Passage provided:

---+---

It's almost sad how many bank owned homes are popping up due to first time home buyers getting over their heads with 3 year intrest only arms during the boom. Those ballons have started to pop and some needs to be there to pick up the pieces.

Vegas-kid

CSmith
11-22-2006, 12:17 PM
There’s a whole industry that operates on making Real Estate Investing appear simultaneously easier (“make a million w/ no down and no risk!”) and harder (“…but you’ll never figure it out unless you by my $$$ course!”) than it really is.

There are a variety of websites and services that charge for foreclosure resources and advice, but a lot of this is re-cycled information collected from public sources. Check out the Homes & Communities page of the U.S. Department of Housing and Urban Development ( hud.gov/buying/localbuying.cfm ) for some good leads.

But the most important step is doing the numbers before you buy. Figure out how much money you will be putting into the project (mortgage, expenses, insurance, fees, etc) and how much the project will be putting into your pocket (rent). Is it a good deal?

You can do this in a spreadsheet, or using the tools offered by a company like the one where I work ( equityscout.com ) but the important thing is: do it!

---+---

Dataset:
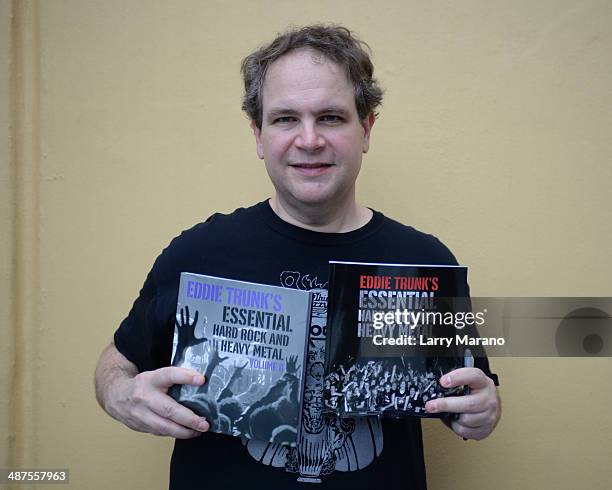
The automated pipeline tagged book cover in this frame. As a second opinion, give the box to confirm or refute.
[324,262,471,417]
[170,272,311,446]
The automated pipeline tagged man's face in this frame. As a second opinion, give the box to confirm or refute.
[252,49,374,209]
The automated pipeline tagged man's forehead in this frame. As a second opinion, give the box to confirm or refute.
[262,49,354,112]
[263,48,349,91]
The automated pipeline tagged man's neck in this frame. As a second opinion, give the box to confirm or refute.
[270,196,373,233]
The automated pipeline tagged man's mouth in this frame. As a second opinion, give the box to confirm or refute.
[289,162,333,177]
[289,162,332,169]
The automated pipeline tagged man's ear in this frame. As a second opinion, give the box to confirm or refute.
[361,112,376,153]
[251,121,263,160]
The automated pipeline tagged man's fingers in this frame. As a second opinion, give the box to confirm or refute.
[425,394,488,413]
[457,412,491,429]
[136,412,203,439]
[150,395,210,432]
[440,368,493,390]
[142,366,204,391]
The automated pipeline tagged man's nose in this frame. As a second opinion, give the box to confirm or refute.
[295,122,325,151]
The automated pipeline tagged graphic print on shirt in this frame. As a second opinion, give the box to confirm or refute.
[243,271,383,483]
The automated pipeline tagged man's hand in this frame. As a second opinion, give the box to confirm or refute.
[96,344,210,439]
[425,367,501,440]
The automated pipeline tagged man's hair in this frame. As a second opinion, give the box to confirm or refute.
[240,24,383,129]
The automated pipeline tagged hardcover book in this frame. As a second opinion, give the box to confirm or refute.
[170,272,311,446]
[324,262,477,417]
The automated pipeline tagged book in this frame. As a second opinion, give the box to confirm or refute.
[324,261,475,417]
[169,272,312,446]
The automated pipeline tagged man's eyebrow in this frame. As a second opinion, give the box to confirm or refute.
[266,106,350,119]
[320,106,350,115]
[266,107,297,119]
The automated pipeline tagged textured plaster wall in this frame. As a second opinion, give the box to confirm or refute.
[0,0,612,490]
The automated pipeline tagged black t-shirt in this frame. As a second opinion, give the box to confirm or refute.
[115,201,489,490]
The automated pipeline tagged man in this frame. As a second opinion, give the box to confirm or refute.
[96,26,500,489]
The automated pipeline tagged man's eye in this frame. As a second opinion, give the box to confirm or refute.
[274,116,295,124]
[321,114,342,123]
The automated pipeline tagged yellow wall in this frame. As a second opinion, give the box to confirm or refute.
[0,0,612,490]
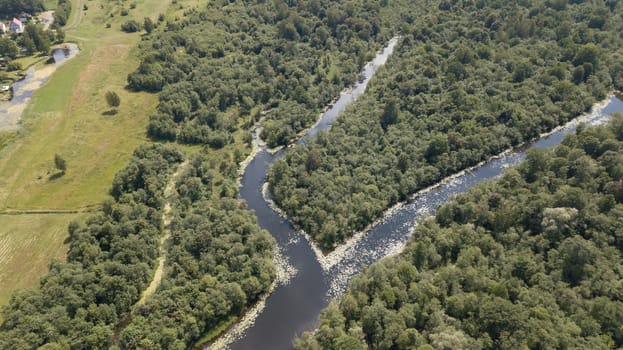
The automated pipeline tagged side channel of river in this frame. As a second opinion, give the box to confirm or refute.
[217,34,623,350]
[0,43,78,131]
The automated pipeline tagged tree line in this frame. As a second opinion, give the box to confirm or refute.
[269,0,623,249]
[295,114,623,350]
[119,154,275,350]
[0,145,182,350]
[128,0,408,148]
[0,0,45,17]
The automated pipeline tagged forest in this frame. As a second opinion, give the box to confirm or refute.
[0,145,182,350]
[269,0,623,250]
[128,0,408,148]
[295,114,623,350]
[120,154,275,350]
[0,0,45,17]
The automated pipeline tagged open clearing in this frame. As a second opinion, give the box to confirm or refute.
[0,0,169,305]
[0,214,84,314]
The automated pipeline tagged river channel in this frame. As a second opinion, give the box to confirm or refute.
[0,43,78,131]
[222,34,623,350]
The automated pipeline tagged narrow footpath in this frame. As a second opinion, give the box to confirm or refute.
[136,160,189,306]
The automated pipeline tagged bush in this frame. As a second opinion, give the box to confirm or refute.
[121,20,141,33]
[6,62,22,72]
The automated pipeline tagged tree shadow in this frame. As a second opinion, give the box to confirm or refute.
[48,171,65,181]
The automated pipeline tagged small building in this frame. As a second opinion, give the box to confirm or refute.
[9,18,24,34]
[17,12,32,23]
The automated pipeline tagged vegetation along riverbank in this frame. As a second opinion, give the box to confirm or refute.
[269,1,623,249]
[296,114,623,349]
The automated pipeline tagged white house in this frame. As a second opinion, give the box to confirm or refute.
[9,18,24,34]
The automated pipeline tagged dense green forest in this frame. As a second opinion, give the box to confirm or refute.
[0,145,182,350]
[296,114,623,350]
[120,155,275,350]
[0,0,45,17]
[128,0,398,148]
[269,0,623,249]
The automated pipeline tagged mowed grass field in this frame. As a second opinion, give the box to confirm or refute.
[0,0,170,305]
[0,214,80,304]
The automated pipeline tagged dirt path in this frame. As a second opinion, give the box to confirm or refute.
[136,161,188,306]
[38,11,54,31]
[64,0,84,31]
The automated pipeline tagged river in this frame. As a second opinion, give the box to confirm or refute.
[0,44,78,131]
[219,34,623,350]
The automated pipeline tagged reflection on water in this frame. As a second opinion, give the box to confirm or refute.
[230,87,623,349]
[0,44,78,130]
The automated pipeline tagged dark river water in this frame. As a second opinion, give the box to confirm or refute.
[0,43,78,130]
[221,34,623,350]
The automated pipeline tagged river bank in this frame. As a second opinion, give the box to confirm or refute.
[224,74,623,349]
[0,43,79,131]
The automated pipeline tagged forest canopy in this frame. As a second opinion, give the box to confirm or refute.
[269,0,623,249]
[295,114,623,350]
[0,0,45,17]
[128,0,399,148]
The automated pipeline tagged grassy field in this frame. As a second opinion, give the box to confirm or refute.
[0,0,169,305]
[0,214,80,304]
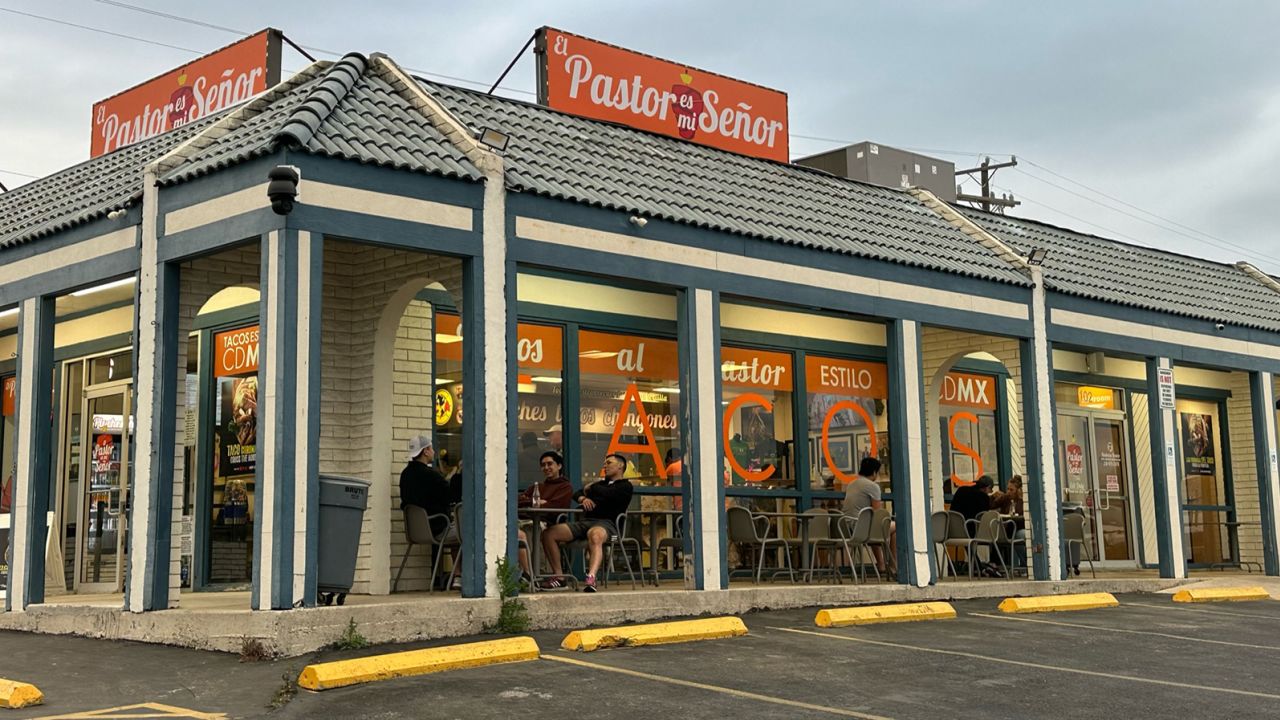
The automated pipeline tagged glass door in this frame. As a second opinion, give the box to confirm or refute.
[76,386,133,592]
[1057,413,1134,565]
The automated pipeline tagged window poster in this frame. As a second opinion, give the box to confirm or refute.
[1179,413,1216,475]
[215,375,257,478]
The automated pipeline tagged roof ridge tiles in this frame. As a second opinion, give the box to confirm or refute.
[273,53,369,147]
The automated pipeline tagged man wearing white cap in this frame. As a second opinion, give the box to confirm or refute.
[543,423,564,455]
[401,434,453,537]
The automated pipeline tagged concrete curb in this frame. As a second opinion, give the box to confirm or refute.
[813,602,956,628]
[561,609,746,652]
[1174,585,1271,602]
[0,678,45,708]
[298,637,540,691]
[1000,592,1120,612]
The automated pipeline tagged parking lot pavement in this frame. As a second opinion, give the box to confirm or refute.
[279,596,1280,720]
[0,596,1280,720]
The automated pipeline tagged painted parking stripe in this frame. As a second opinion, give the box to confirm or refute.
[543,655,890,720]
[1124,602,1280,620]
[969,612,1280,650]
[769,626,1280,700]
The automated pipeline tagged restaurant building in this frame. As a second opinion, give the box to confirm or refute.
[0,47,1280,612]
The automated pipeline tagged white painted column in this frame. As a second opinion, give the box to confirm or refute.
[1023,265,1066,580]
[1147,357,1187,578]
[681,288,728,589]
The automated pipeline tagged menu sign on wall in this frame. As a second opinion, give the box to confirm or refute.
[536,27,790,163]
[88,29,282,158]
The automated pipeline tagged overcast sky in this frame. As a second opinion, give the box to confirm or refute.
[0,0,1280,274]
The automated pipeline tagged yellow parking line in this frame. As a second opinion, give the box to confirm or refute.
[769,628,1280,700]
[969,612,1280,650]
[543,655,890,720]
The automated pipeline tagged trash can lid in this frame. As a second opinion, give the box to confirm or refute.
[320,473,374,488]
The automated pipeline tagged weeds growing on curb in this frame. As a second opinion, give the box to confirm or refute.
[330,618,369,650]
[485,556,529,633]
[266,673,298,710]
[241,635,271,662]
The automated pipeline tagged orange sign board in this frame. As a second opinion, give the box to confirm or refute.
[805,355,888,400]
[214,325,259,378]
[435,313,564,368]
[88,29,280,158]
[938,373,996,410]
[577,331,680,382]
[538,27,790,163]
[721,346,795,391]
[1075,386,1116,410]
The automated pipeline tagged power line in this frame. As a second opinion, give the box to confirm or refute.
[1014,165,1280,263]
[1023,158,1248,257]
[85,0,536,95]
[0,8,204,55]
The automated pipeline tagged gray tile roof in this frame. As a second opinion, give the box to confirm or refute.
[421,81,1028,284]
[160,54,483,184]
[956,208,1280,332]
[0,111,218,249]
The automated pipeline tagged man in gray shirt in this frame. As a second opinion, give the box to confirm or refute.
[844,457,897,573]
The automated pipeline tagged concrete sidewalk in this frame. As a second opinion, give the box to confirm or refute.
[0,574,1187,657]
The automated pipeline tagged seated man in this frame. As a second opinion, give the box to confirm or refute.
[844,457,897,574]
[401,434,462,589]
[516,450,573,582]
[540,454,634,592]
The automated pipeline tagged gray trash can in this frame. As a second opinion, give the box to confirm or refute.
[316,475,370,605]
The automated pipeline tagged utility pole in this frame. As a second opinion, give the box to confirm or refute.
[956,155,1021,213]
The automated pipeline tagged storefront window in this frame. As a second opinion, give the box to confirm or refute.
[721,347,796,489]
[209,325,259,583]
[579,331,680,486]
[805,355,891,492]
[435,313,564,489]
[1178,400,1233,564]
[938,373,1007,495]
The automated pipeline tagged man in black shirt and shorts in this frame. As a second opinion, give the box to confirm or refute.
[540,454,634,592]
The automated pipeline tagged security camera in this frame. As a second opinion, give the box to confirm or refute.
[266,165,302,215]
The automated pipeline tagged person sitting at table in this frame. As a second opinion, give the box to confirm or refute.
[516,450,573,583]
[842,457,897,574]
[951,475,996,537]
[540,454,635,592]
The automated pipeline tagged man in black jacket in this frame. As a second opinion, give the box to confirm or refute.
[541,454,634,592]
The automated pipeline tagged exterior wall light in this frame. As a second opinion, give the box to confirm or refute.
[477,128,511,152]
[266,165,302,215]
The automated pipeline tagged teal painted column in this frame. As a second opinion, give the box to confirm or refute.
[4,297,55,611]
[1249,372,1280,575]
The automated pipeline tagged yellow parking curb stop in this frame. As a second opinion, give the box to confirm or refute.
[813,602,956,628]
[0,678,45,708]
[298,637,540,691]
[1000,592,1120,612]
[1174,587,1271,602]
[561,609,746,652]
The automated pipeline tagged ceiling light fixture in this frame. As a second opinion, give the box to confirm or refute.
[72,278,133,297]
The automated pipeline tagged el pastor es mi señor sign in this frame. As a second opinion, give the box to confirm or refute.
[536,27,790,163]
[90,28,282,158]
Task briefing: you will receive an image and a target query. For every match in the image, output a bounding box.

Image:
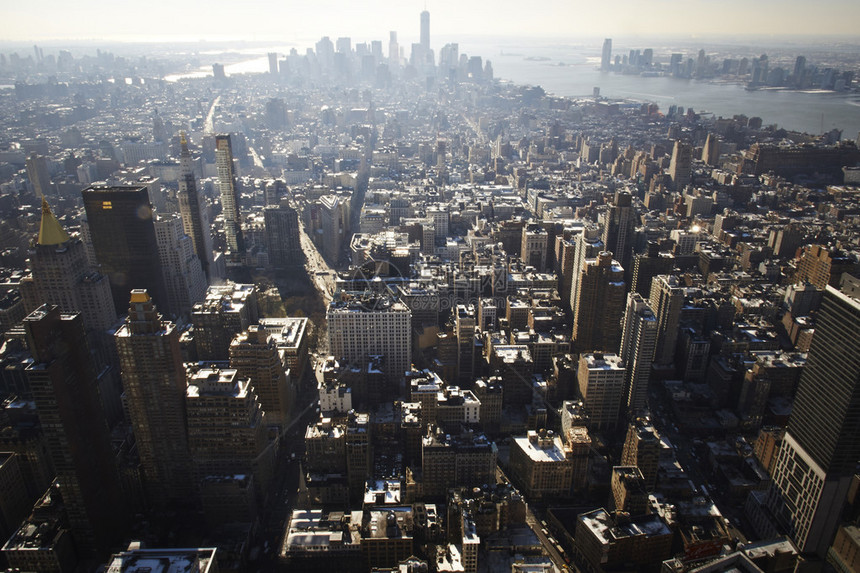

---+---

Tasks for this exercise:
- a) Can you reproduce the forum excerpt about buying bank-owned homes word for word, from start to finish?
- b) Which lines of the rows contain the string "window"? List every such line in full, treating uppercase and lowercase letters as distinct.

Problem solutions:
- a)
It's almost sad how many bank owned homes are popping up due to first time home buyers getting over their heads with 3 year intrest only arms during the boom. Those ballons have started to pop and some needs to be there to pick up the pieces.

Vegas-kid

CSmith
11-22-2006, 12:17 PM
There’s a whole industry that operates on making Real Estate Investing appear simultaneously easier (“make a million w/ no down and no risk!”) and harder (“…but you’ll never figure it out unless you by my $$$ course!”) than it really is.

There are a variety of websites and services that charge for foreclosure resources and advice, but a lot of this is re-cycled information collected from public sources. Check out the Homes & Communities page of the U.S. Department of Housing and Urban Development ( hud.gov/buying/localbuying.cfm ) for some good leads.

But the most important step is doing the numbers before you buy. Figure out how much money you will be putting into the project (mortgage, expenses, insurance, fees, etc) and how much the project will be putting into your pocket (rent). Is it a good deal?

You can do this in a spreadsheet, or using the tools offered by a company like the one where I work ( equityscout.com ) but the important thing is: do it!

- b)
The automated pipeline tagged window poster in this frame. As a second opinion, give the box to confirm or refute.
The automated pipeline tagged storefront window in this frame. As a second opinion, give the box to confirm or refute.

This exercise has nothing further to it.